Stored data

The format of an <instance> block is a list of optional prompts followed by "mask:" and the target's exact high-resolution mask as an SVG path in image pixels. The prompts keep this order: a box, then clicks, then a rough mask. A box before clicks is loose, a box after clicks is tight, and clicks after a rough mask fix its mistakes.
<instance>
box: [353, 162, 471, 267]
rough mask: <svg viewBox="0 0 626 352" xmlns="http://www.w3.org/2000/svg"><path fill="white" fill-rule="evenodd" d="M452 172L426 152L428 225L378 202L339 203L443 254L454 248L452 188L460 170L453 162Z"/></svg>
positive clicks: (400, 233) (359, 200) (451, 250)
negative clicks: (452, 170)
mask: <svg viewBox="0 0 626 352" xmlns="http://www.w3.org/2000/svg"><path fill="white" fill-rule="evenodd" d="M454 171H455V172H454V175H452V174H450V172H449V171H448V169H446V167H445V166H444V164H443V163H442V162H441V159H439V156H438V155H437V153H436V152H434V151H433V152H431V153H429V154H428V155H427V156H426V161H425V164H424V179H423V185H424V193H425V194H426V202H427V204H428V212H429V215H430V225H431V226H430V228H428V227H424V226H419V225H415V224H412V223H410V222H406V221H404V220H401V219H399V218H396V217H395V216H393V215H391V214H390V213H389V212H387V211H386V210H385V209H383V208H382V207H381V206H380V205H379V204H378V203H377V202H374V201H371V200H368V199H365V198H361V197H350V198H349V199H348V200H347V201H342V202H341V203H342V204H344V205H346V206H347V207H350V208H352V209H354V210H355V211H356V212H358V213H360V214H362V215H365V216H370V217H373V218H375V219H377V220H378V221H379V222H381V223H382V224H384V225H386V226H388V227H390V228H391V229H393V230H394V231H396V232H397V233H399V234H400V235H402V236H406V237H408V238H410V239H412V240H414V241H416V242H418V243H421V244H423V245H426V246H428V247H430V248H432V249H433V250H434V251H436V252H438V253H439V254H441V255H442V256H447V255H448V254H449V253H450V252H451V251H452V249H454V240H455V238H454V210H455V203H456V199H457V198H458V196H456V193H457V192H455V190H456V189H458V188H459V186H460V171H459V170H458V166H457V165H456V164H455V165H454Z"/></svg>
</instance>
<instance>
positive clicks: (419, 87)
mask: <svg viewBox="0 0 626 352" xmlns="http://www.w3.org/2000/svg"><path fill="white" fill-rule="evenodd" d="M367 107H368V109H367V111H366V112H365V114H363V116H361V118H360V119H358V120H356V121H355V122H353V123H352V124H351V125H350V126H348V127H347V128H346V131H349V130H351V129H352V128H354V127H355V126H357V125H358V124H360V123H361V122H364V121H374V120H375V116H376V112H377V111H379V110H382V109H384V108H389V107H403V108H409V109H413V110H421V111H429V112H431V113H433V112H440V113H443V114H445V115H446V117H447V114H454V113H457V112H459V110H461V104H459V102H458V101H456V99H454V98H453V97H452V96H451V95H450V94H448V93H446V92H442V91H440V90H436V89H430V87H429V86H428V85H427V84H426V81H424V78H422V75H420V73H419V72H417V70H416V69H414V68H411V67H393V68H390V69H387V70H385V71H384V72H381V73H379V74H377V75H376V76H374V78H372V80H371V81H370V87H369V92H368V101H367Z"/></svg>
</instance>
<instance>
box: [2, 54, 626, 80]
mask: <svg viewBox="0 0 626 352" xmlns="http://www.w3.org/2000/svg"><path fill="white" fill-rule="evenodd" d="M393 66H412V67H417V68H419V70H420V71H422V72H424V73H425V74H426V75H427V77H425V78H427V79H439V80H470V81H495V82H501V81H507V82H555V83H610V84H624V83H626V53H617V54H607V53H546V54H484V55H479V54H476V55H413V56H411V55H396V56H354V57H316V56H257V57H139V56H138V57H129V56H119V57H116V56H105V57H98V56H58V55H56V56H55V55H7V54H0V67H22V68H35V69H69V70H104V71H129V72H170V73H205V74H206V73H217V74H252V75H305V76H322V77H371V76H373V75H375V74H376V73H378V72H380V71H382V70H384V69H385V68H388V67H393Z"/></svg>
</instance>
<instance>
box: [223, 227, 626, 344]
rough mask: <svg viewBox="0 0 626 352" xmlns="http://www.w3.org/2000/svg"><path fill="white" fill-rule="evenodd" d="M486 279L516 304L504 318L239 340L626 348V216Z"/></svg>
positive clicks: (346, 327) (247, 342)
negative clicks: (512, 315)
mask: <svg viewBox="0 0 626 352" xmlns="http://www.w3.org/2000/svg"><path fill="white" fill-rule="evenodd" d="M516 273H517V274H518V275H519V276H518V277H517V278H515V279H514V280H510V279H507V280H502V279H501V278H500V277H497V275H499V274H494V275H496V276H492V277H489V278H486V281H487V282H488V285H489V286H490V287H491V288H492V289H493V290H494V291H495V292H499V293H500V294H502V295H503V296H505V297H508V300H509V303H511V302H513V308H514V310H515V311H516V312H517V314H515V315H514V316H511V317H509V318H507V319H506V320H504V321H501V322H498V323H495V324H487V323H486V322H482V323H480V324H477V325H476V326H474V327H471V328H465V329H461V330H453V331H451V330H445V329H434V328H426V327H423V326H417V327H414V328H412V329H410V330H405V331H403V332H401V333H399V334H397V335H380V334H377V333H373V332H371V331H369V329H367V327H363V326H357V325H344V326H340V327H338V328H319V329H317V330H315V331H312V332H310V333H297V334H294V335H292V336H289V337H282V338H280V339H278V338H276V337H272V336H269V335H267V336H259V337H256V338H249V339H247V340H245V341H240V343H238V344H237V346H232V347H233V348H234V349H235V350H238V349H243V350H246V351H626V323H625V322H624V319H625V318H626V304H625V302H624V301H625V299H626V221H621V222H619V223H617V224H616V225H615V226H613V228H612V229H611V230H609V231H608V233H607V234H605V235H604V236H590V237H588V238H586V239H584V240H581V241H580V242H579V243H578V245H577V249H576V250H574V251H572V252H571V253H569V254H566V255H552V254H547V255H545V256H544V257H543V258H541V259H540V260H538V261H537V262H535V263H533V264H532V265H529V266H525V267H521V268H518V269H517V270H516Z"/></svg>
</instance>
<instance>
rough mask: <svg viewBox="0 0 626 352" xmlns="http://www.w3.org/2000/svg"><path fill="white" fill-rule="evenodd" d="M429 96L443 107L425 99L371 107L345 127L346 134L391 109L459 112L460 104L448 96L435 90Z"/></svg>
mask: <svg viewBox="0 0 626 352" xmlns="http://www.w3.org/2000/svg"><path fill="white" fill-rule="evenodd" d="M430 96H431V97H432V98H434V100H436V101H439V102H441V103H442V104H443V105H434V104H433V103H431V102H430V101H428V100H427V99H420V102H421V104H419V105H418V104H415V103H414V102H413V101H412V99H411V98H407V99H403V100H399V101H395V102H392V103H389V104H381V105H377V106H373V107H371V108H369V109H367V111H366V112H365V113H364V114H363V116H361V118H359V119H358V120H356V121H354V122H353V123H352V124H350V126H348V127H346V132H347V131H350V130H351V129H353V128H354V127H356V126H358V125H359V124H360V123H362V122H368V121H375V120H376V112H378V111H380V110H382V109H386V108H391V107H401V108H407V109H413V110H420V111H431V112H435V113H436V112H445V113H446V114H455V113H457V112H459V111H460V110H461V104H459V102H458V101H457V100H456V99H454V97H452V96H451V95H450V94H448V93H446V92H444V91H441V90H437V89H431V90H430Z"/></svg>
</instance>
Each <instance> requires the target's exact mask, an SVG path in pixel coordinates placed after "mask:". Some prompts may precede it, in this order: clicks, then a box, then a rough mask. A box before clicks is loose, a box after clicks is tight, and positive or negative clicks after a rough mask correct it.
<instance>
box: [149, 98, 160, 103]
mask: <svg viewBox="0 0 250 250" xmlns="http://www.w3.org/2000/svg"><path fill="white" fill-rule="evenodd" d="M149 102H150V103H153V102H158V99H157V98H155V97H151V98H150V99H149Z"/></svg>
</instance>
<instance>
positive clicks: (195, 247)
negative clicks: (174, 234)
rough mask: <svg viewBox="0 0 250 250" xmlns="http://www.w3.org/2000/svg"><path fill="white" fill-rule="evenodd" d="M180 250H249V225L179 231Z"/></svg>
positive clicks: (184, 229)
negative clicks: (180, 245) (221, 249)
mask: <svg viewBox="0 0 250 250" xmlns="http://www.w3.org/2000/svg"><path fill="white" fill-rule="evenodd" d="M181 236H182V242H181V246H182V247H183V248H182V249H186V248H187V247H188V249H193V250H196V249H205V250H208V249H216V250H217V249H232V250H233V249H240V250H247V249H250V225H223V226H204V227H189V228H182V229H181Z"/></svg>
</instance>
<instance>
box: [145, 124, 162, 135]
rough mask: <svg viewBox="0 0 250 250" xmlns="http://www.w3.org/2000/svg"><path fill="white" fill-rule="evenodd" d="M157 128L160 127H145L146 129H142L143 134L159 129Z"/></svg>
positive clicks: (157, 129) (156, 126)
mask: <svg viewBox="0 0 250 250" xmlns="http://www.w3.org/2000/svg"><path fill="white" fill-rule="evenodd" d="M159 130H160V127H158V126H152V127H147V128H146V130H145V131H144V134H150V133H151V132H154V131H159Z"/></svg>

◆ Problem requirements: Quote, with nothing altered, all lines from the start of the entries to the line that carries "positive clicks: (400, 233)", inclusive.

◆ Written solution:
The format of an <instance> block is a list of optional prompts followed by "mask:" and the target's exact high-resolution mask as an SVG path in image pixels. The prompts keep this order: a box, then clicks, then a rough mask. A box before clicks is loose, a box after clicks is tight, and clicks after a rough mask fix its mistakes.
<instance>
box: [353, 162, 471, 267]
rough mask: <svg viewBox="0 0 626 352" xmlns="http://www.w3.org/2000/svg"><path fill="white" fill-rule="evenodd" d="M452 172L426 152L428 225L378 202L339 203L443 254L454 248L452 188L460 170L453 162Z"/></svg>
positive clicks: (400, 233) (359, 200) (451, 250)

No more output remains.